Shatila is smaller than three football fields. My guide, Tayes Nasser from
the Palestinian Youth Center, said 17,500 Palestinians live here. At least
8,000 more live in the adjacent Sabra camp, along with poor Lebanese and some
Syrian workers.
Palestinians are not allowed to live outside the camps. New floors are added
to old buildings to accommodate the growing population: “We have nowhere
to build but up,” Nasser said. Today, there are many seven-story
buildings with no elevators. This reporter climbed the stairs and was shown
tiny, impoverished apartments in which six or seven people live.
Electricity for these apartments averages $50 a month, a huge sum, so people
jerry-rig the power to keep the cost down. Wires are everywhere. A young man
was killed in early September in Shatila after accidentally leaning on a live
wire. One or two people are electrocuted in this way each year.
“The living conditions here are not sanitary,” Nasser said.
“The sewage system is inadequate and one always smells sewage. This is
stressful.” In the winter, when it rains a lot, water comes through the
cinderblock walls, bringing mold that causes allergic reactions.
We walked through a street market that sells goods of all kinds. Nasser
explained that the camp is so overcrowded that merchants have no place to store
their goods at night, so they rent rooms in people’s houses. Nasser
himself rents out one room of his three-room flat to a merchant. The seven
people in his family sleep in the remaining two rooms.

STATED PROBLEM A: Report how many rows below contain the word "green". Give only the number.

Data entries
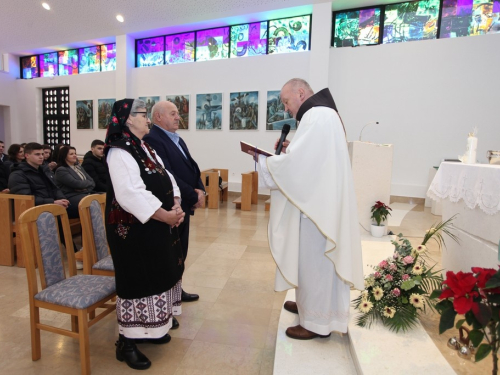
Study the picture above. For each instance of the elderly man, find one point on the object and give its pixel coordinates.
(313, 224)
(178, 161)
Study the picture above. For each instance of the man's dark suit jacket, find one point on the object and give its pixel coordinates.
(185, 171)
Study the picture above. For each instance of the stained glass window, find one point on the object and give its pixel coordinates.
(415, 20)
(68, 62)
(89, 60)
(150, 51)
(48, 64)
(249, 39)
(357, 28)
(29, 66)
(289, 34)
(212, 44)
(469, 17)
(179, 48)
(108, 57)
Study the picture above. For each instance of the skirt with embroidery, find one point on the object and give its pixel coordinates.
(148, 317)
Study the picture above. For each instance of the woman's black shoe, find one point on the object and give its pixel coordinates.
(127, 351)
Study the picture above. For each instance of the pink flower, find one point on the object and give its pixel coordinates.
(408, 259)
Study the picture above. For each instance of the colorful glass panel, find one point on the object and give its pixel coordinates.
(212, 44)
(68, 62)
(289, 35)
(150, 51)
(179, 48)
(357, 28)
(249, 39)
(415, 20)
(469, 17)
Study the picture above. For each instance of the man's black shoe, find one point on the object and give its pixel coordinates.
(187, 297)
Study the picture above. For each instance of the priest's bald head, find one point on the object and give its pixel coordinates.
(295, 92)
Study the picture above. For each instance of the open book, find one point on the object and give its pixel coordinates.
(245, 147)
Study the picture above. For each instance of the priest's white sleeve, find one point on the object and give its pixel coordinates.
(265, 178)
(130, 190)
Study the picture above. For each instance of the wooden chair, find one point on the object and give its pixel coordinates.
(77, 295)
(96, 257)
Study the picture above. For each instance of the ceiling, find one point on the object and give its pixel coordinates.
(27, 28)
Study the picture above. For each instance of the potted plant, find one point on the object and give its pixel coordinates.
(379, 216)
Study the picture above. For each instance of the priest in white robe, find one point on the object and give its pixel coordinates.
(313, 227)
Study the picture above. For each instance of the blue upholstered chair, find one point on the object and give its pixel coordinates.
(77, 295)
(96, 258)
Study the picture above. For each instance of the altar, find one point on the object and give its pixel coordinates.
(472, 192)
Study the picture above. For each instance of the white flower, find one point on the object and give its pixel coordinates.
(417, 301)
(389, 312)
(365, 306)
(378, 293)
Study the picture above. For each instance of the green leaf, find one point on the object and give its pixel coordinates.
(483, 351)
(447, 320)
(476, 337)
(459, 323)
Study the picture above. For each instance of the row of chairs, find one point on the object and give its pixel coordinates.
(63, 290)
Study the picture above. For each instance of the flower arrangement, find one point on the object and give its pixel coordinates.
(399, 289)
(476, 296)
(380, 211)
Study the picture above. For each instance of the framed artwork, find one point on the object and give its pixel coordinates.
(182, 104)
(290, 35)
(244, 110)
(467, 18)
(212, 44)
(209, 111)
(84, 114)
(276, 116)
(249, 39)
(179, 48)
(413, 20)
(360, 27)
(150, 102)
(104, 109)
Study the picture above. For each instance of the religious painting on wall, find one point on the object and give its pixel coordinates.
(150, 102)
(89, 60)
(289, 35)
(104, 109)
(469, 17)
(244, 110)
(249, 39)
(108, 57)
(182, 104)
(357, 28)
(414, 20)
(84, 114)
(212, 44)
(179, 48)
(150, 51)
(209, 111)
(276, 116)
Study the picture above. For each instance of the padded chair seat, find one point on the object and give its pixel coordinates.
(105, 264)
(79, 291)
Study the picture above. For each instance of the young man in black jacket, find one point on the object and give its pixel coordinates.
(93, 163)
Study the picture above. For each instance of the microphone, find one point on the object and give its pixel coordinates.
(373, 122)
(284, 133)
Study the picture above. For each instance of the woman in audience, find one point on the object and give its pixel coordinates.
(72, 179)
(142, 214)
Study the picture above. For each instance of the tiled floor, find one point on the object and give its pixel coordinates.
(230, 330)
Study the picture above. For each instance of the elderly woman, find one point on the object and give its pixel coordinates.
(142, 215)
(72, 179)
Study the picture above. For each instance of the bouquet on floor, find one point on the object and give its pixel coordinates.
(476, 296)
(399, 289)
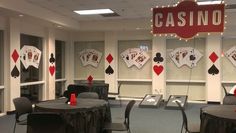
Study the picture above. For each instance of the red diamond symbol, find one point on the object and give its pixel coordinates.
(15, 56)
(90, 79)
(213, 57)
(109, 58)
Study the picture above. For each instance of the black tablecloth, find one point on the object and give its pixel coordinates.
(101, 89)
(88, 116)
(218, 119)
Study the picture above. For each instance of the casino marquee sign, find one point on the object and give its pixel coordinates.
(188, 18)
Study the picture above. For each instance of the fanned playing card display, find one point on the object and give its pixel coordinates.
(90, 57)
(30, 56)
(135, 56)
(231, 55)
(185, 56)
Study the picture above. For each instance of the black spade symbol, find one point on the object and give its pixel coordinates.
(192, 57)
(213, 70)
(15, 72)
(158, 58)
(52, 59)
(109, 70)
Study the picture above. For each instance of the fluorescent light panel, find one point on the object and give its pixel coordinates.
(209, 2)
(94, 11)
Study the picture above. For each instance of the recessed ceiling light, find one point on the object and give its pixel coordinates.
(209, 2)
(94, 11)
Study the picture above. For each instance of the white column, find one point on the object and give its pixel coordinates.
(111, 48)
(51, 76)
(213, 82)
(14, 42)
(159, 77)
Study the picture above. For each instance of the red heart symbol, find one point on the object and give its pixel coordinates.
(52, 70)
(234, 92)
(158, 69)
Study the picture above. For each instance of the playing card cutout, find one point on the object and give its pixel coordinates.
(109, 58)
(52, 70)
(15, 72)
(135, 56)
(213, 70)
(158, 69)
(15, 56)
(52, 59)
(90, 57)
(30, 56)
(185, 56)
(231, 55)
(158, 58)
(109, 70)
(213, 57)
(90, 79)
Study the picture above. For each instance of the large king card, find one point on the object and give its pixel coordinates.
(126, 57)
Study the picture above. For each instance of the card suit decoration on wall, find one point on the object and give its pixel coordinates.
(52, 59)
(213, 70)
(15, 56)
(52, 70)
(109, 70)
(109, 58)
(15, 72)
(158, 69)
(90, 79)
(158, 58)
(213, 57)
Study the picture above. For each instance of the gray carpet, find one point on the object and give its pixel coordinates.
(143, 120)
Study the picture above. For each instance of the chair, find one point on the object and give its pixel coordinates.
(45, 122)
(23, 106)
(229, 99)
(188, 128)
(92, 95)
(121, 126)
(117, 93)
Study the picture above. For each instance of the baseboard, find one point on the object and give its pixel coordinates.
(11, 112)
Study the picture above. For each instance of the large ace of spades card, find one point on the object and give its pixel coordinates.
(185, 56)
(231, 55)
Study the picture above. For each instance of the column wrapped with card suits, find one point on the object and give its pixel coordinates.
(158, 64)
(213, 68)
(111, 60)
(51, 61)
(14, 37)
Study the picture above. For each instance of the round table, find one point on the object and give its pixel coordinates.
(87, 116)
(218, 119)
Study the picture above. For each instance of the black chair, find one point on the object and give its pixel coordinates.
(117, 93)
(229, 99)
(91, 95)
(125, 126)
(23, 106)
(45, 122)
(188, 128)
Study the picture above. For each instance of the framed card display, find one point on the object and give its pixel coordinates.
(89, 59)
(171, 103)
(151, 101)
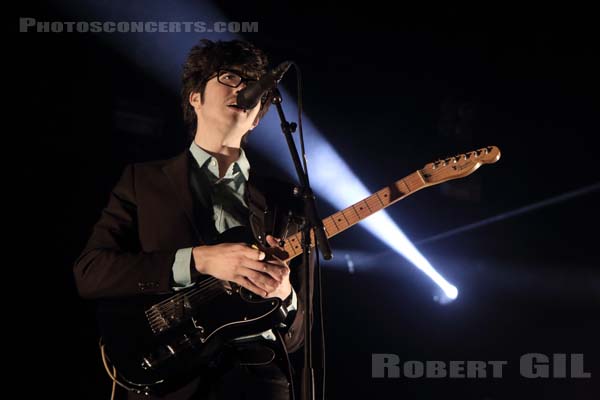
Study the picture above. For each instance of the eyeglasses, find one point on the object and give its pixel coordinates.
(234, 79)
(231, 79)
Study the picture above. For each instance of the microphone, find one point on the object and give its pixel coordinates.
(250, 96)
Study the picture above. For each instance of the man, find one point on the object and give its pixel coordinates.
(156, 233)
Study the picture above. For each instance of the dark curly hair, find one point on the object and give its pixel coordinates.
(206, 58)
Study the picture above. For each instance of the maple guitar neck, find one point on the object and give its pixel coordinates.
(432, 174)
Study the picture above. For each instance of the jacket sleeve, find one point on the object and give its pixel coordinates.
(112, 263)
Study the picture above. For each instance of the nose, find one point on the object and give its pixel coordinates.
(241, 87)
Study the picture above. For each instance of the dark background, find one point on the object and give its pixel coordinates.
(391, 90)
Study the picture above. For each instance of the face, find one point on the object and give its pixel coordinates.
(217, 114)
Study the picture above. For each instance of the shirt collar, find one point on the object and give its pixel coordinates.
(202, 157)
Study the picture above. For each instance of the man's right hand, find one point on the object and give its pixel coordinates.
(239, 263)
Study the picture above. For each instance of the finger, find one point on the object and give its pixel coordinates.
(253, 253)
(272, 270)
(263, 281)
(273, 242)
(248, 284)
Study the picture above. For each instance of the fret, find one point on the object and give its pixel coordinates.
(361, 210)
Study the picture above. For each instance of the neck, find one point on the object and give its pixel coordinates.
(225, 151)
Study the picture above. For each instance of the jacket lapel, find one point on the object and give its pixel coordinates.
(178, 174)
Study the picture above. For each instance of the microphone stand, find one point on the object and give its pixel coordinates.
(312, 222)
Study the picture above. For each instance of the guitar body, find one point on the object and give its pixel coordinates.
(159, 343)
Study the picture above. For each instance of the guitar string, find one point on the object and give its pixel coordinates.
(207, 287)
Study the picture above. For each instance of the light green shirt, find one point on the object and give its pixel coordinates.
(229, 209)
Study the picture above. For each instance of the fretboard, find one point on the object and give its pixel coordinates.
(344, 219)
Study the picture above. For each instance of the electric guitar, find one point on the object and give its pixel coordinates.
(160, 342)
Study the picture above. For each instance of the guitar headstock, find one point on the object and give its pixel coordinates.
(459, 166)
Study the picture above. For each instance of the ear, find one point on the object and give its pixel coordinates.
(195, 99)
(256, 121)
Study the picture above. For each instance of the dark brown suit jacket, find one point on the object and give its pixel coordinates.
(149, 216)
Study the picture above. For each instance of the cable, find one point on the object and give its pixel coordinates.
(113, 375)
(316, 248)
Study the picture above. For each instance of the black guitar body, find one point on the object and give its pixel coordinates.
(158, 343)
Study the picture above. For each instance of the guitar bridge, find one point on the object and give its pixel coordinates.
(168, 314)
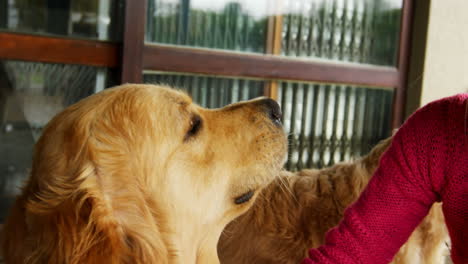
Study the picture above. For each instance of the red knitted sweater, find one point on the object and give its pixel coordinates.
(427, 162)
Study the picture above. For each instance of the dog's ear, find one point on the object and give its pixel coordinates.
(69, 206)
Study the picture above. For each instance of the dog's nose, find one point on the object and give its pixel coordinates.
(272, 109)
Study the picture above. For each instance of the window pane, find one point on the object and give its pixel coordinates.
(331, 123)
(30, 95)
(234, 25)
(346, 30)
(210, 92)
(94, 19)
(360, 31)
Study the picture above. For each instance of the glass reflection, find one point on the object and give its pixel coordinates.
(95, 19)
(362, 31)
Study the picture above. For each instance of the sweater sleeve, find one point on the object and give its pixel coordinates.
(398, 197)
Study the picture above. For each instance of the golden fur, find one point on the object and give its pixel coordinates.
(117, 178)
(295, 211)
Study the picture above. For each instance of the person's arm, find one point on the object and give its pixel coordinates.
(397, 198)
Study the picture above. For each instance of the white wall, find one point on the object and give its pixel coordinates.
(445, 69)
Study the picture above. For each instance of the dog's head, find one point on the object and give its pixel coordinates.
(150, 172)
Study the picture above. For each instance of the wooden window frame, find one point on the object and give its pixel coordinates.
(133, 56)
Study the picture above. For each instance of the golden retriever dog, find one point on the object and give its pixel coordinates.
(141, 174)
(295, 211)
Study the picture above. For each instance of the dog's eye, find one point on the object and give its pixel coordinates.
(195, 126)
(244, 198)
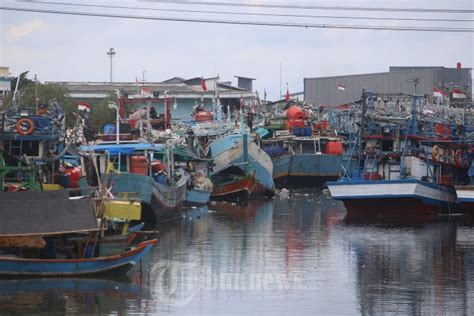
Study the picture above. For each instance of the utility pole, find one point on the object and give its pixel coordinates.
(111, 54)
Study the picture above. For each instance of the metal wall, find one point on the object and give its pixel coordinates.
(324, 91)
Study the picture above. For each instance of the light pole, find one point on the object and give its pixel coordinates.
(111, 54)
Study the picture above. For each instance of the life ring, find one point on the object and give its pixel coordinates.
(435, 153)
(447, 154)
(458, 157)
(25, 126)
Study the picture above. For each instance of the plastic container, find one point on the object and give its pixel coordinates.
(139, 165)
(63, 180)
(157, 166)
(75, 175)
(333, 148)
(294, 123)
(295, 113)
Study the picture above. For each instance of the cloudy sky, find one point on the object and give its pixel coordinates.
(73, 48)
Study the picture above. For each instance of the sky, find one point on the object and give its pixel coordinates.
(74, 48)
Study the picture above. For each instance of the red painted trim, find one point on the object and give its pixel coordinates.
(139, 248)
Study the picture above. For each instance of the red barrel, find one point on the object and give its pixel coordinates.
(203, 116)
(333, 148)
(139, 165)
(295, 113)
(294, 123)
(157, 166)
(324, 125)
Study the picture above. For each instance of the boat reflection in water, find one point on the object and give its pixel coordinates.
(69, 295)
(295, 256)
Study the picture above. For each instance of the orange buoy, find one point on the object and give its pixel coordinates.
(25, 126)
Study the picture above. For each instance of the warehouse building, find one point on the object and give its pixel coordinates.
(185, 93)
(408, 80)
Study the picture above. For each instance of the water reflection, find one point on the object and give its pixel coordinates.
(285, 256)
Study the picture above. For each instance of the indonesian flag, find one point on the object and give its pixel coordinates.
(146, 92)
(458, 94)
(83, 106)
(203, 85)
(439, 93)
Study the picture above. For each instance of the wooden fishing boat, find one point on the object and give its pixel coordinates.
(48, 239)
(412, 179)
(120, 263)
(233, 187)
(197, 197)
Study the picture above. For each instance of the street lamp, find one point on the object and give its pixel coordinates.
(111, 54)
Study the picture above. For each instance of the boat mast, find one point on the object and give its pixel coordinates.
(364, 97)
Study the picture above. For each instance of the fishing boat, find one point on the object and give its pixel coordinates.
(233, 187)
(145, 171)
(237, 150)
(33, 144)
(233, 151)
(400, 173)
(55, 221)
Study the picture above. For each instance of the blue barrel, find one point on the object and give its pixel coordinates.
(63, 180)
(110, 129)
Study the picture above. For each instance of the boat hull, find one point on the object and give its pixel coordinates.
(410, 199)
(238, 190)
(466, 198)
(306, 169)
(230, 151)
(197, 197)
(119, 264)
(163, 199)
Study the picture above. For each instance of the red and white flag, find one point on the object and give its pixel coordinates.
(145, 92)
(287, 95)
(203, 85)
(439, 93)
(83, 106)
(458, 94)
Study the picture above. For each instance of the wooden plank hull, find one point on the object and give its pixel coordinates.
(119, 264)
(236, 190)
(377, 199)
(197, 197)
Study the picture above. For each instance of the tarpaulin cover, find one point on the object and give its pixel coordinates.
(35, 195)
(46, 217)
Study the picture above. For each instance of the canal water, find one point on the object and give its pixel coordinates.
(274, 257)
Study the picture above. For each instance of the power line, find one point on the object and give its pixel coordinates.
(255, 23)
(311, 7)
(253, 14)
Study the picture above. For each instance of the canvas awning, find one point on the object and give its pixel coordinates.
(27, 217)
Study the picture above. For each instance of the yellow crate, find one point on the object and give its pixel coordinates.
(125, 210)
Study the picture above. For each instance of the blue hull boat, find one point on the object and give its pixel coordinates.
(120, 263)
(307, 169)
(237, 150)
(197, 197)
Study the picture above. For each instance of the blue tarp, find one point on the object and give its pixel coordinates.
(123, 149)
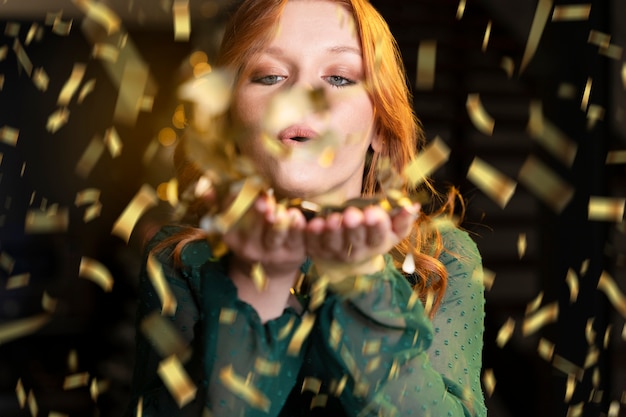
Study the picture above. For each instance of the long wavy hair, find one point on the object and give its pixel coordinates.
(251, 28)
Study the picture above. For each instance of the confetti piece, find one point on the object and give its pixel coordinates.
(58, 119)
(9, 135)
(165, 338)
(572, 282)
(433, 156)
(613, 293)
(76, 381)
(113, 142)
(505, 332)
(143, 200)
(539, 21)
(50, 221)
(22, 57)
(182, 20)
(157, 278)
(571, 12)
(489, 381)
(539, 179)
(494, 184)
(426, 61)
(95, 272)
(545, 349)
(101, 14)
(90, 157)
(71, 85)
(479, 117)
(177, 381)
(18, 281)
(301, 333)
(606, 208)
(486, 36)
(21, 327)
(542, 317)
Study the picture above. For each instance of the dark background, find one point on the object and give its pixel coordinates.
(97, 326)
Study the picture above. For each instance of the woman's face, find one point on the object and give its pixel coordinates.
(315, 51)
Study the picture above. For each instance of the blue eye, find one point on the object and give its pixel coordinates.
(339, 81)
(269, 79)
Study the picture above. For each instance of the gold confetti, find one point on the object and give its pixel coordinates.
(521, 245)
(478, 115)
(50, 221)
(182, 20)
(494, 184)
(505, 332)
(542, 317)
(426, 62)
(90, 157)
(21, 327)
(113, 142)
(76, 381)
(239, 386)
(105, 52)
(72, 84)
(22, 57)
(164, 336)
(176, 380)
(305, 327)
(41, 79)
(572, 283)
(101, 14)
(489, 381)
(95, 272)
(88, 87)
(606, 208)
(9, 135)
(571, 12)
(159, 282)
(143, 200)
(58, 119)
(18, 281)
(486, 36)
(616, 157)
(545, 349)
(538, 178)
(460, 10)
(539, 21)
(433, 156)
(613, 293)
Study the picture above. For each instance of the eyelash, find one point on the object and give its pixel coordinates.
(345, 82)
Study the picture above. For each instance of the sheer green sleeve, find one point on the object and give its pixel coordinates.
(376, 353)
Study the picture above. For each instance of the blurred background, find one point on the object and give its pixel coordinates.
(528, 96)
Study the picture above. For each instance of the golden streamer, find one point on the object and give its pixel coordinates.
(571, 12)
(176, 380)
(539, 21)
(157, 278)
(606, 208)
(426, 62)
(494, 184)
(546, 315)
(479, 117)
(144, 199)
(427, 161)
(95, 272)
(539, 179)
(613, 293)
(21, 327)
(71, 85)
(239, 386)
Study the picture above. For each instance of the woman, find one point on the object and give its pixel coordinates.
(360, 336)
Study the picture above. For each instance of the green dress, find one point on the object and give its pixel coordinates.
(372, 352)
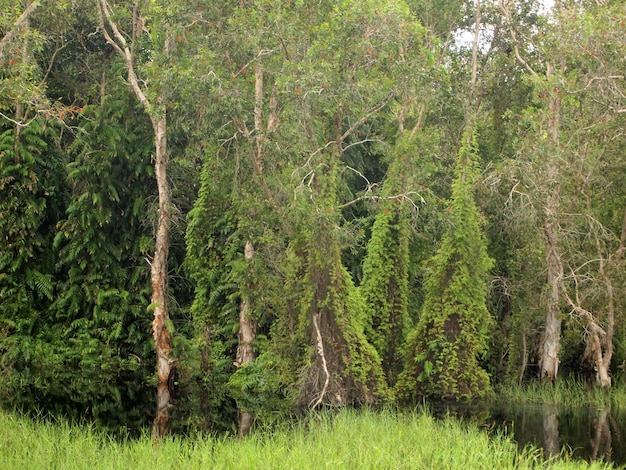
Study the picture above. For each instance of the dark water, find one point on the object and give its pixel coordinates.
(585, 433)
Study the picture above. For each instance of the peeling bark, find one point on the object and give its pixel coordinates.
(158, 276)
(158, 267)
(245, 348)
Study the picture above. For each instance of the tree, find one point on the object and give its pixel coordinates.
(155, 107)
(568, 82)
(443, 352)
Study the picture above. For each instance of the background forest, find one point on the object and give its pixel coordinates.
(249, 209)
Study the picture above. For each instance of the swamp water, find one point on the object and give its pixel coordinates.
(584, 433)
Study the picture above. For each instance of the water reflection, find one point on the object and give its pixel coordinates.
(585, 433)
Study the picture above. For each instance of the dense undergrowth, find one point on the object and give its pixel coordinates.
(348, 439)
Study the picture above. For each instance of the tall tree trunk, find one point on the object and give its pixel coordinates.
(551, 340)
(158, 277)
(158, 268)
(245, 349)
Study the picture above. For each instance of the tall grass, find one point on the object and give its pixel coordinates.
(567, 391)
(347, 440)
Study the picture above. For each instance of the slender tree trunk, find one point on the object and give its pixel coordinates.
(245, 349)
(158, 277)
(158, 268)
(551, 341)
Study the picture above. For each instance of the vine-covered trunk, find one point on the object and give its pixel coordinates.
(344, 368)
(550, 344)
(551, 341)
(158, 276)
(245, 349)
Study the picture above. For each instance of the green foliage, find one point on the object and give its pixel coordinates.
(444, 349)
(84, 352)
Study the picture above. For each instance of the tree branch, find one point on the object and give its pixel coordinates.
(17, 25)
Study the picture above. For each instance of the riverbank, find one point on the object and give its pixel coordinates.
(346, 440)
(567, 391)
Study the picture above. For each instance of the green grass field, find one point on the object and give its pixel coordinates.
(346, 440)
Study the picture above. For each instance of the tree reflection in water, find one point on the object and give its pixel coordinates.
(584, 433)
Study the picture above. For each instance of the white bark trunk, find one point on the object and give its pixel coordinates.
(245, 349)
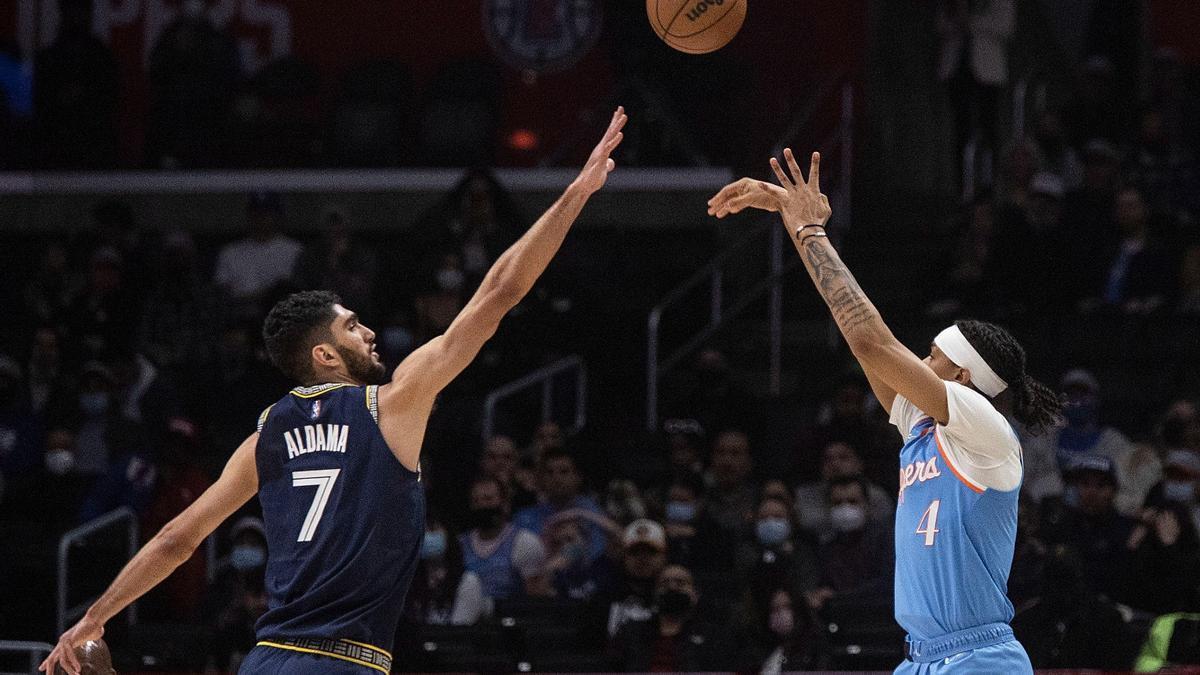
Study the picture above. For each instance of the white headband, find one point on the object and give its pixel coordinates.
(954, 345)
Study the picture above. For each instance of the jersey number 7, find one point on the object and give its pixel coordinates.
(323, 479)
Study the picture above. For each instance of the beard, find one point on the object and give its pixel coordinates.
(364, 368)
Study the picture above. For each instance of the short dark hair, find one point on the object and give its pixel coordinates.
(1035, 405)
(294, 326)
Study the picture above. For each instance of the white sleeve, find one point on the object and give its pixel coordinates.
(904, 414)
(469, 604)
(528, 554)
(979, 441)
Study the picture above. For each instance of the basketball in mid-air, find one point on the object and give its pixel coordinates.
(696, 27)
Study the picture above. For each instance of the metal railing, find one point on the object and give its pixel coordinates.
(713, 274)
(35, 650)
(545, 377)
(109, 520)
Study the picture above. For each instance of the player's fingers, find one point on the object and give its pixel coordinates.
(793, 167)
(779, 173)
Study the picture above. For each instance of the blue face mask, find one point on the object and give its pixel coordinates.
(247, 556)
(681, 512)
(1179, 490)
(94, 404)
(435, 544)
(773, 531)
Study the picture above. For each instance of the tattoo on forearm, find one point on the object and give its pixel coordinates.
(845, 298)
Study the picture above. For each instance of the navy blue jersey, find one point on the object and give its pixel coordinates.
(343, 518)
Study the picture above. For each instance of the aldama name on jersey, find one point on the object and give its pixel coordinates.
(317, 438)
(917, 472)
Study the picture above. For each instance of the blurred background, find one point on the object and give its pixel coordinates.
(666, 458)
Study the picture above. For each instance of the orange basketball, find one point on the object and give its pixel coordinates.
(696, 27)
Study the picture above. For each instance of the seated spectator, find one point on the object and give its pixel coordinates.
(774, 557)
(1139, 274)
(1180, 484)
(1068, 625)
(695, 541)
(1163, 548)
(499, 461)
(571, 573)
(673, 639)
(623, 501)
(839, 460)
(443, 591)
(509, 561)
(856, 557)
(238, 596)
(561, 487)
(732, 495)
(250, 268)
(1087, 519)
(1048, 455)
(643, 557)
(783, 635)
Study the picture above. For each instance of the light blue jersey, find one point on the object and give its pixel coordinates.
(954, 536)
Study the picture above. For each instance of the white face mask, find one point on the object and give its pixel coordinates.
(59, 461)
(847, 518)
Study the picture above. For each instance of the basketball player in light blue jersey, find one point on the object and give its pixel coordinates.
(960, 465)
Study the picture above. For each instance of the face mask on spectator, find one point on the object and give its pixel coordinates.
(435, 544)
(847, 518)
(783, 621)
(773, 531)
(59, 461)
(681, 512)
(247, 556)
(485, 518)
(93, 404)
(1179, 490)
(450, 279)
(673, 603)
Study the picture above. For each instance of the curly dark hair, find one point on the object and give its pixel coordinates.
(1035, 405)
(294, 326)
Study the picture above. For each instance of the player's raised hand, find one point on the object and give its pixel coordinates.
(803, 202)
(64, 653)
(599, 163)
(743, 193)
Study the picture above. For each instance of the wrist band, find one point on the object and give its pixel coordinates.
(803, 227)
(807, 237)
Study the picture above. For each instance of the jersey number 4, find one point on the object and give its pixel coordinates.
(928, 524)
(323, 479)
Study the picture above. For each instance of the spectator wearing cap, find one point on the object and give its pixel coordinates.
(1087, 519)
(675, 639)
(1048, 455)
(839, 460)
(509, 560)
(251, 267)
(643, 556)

STATED PROBLEM B: Set down the stretch of the Shatila passage above from "Shatila is smaller" through "Syrian workers.", copying it word for word.

PROBLEM SOLUTION A: 6

PROBLEM SOLUTION B:
Shatila is smaller than three football fields. My guide, Tayes Nasser from
the Palestinian Youth Center, said 17,500 Palestinians live here. At least
8,000 more live in the adjacent Sabra camp, along with poor Lebanese and some
Syrian workers.